#### [CHALLENGE]
Copy the material below line for line, with no changes.

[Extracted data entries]
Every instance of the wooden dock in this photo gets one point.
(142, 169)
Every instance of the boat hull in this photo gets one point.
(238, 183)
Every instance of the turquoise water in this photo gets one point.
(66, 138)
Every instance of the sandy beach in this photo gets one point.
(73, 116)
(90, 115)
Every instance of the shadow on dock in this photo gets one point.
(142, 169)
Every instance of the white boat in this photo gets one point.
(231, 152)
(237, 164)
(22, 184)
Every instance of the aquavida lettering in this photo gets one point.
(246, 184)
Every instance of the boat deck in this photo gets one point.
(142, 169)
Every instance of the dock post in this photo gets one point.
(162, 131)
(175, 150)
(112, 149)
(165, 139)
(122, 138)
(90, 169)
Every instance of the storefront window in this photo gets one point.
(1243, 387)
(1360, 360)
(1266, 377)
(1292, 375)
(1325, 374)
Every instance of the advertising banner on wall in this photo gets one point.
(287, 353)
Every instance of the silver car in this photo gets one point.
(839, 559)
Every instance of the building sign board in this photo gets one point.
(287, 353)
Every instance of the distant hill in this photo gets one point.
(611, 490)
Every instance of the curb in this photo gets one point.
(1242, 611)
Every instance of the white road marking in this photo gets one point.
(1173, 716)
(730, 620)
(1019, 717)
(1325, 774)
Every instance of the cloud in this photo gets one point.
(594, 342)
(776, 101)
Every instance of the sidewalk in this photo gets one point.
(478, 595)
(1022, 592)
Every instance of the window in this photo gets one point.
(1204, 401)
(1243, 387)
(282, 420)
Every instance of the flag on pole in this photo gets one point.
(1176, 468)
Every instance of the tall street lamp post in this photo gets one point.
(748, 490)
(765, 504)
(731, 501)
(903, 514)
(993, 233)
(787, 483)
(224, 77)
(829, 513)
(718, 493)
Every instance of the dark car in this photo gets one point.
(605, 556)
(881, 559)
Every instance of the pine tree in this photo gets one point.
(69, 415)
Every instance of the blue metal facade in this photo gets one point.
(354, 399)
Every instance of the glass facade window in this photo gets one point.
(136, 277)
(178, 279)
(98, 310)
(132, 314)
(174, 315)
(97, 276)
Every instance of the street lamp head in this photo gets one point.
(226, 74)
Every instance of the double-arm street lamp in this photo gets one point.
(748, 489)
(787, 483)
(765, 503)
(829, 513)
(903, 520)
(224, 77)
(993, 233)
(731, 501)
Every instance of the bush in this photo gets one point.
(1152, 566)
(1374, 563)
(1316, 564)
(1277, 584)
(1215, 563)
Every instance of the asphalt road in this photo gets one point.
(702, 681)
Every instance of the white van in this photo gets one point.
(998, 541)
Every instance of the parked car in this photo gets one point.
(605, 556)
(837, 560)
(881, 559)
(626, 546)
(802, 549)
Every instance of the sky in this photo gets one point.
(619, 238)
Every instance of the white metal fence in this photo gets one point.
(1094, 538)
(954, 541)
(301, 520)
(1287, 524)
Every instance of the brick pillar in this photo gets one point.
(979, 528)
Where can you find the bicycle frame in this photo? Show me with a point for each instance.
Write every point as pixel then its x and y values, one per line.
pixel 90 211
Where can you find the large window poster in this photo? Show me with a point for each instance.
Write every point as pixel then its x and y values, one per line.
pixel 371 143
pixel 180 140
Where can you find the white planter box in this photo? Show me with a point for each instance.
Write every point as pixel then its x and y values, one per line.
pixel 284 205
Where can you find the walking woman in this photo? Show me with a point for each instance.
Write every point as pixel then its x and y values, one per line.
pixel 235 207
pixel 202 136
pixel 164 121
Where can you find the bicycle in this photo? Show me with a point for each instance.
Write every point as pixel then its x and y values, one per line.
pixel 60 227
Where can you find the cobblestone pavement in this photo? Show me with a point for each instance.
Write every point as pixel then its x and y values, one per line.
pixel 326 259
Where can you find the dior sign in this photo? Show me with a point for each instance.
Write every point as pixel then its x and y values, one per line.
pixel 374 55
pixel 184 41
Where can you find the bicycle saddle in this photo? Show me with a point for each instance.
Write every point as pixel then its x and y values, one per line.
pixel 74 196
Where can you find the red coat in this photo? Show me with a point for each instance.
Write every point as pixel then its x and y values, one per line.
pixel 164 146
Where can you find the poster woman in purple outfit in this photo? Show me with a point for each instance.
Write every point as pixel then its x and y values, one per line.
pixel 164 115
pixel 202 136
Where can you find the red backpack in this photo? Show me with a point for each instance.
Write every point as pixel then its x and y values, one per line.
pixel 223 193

#### [OUTPUT FOR THIS TASK]
Every instance of the wooden dock in this photo gets one point.
(142, 169)
Every instance of the boat hull in this photo gets one point.
(238, 183)
Every instance of the turquoise water in this photo gets one point.
(66, 138)
Every instance of the sandy beach in this photo gets one point.
(73, 116)
(90, 115)
Every instance of the shadow on dock in this photo gets one point.
(142, 169)
Every instance of the white boat in this photo gets one point.
(231, 152)
(237, 164)
(22, 184)
Every instance of the aquavida lettering in this photo gets one point.
(246, 184)
Every instance of the boat deck in this photo gets one point.
(142, 169)
Every instance of the dock post in this photo gets one point.
(162, 131)
(175, 150)
(112, 149)
(165, 139)
(122, 138)
(90, 169)
Every instance of the storefront window in this photo gets one point.
(1243, 387)
(1360, 360)
(1266, 377)
(1292, 375)
(1325, 374)
Every instance of the advertising banner on wall in this photo gets one point.
(287, 353)
Every instance of the silver car in this photo gets one point.
(839, 559)
Every instance of the building sign board in this photo gets one point.
(287, 353)
Every instance of the distant hill in this photo gets one point.
(611, 490)
Every instance of the curb in this photo gets one point.
(1242, 611)
Every instance of the white road marking in this photo gets one point.
(1173, 716)
(730, 620)
(1019, 717)
(1325, 774)
Every instance of the cloud in this photo gets one point.
(594, 342)
(776, 101)
Every instance of the sidewalk in this photo gets one point.
(478, 595)
(1022, 592)
Every instance of the window in this photo gets one point.
(1204, 401)
(1243, 387)
(282, 420)
Every instance of the flag on pole in this photo gets one point.
(1176, 468)
Every instance of the tall street lamp post in this photo gets one point.
(748, 490)
(765, 504)
(731, 501)
(903, 514)
(993, 233)
(787, 483)
(224, 77)
(829, 513)
(718, 493)
Every instance of the dark car in this photo gets one point.
(605, 556)
(881, 559)
Every instance of the pine tree in this photo gets one point.
(69, 415)
Every instance of the blue metal facade in this photo gets one point.
(354, 399)
Every instance of the glass facade window in this photo gets one point.
(136, 277)
(178, 279)
(98, 310)
(132, 314)
(174, 315)
(97, 276)
Every instance of the street lamp head in this photo gets one point.
(226, 74)
Every instance of the double-arm street lamp in this photo gets one point.
(748, 489)
(787, 483)
(765, 503)
(829, 513)
(903, 520)
(224, 77)
(993, 233)
(731, 501)
Every instance of the bush in this photo gets one point.
(1152, 566)
(1374, 563)
(1316, 564)
(1277, 584)
(1215, 563)
Every instance of the asphalt road in this photo gets one point.
(702, 681)
Every instance of the white van in this photo gets one point.
(998, 541)
Every instance of the parked car in this photo gets one point.
(605, 556)
(837, 560)
(881, 559)
(626, 546)
(802, 549)
Every instance of the sky in this photo gets one point.
(619, 238)
Every instance of the white metal fence in this photo gets one point.
(1094, 538)
(954, 541)
(301, 520)
(1287, 524)
Every instance of the brick pillar in this photo gets one point.
(979, 528)
Where can you find the bicycle frame in this photo? Show me with a point for each instance.
Write every point as pixel then its x and y values, one per line.
pixel 90 211
Where can you find the large window poster in this photo? Show me with a point for each instance.
Write every point as pixel then its x and y values, one per line.
pixel 371 143
pixel 180 140
Where can you find the white planter box in this photo? Show me with a point for each instance.
Write every point as pixel then its x and y values, one per line.
pixel 284 205
Where can you find the walking woman in this photo? Show me with a point for each instance.
Write every point as pixel then its x and y values, one per line.
pixel 235 207
pixel 202 136
pixel 164 121
Where can you find the bicycle in this photo? Show me with a point for each instance.
Write every point as pixel then its x and y values, one per line.
pixel 60 227
Where can you find the cobblestone pavement in this photo? Show me with a point for each instance.
Write every point as pixel then its x and y values, one per line.
pixel 326 259
Where can you find the dior sign in this photo? Show me with a point for each instance.
Write every point as pixel then its x and y values, one per line.
pixel 374 55
pixel 184 41
Where can you find the bicycle saddle in this photo? Show me with a point for each instance.
Write every point as pixel then its x and y values, one per line.
pixel 74 196
Where can you find the red coat in this photo? Show me with a point for each instance.
Write every point as pixel then its x and y values, one per line.
pixel 164 146
Where can you find the poster woman in purple outfit in this photo? Show me with a point for each instance.
Write every point as pixel then its x and y values, one per line.
pixel 164 115
pixel 202 136
Where can you find the red backpack in this photo? Show me with a point for each instance.
Write every point as pixel then its x and y values, one per line.
pixel 223 193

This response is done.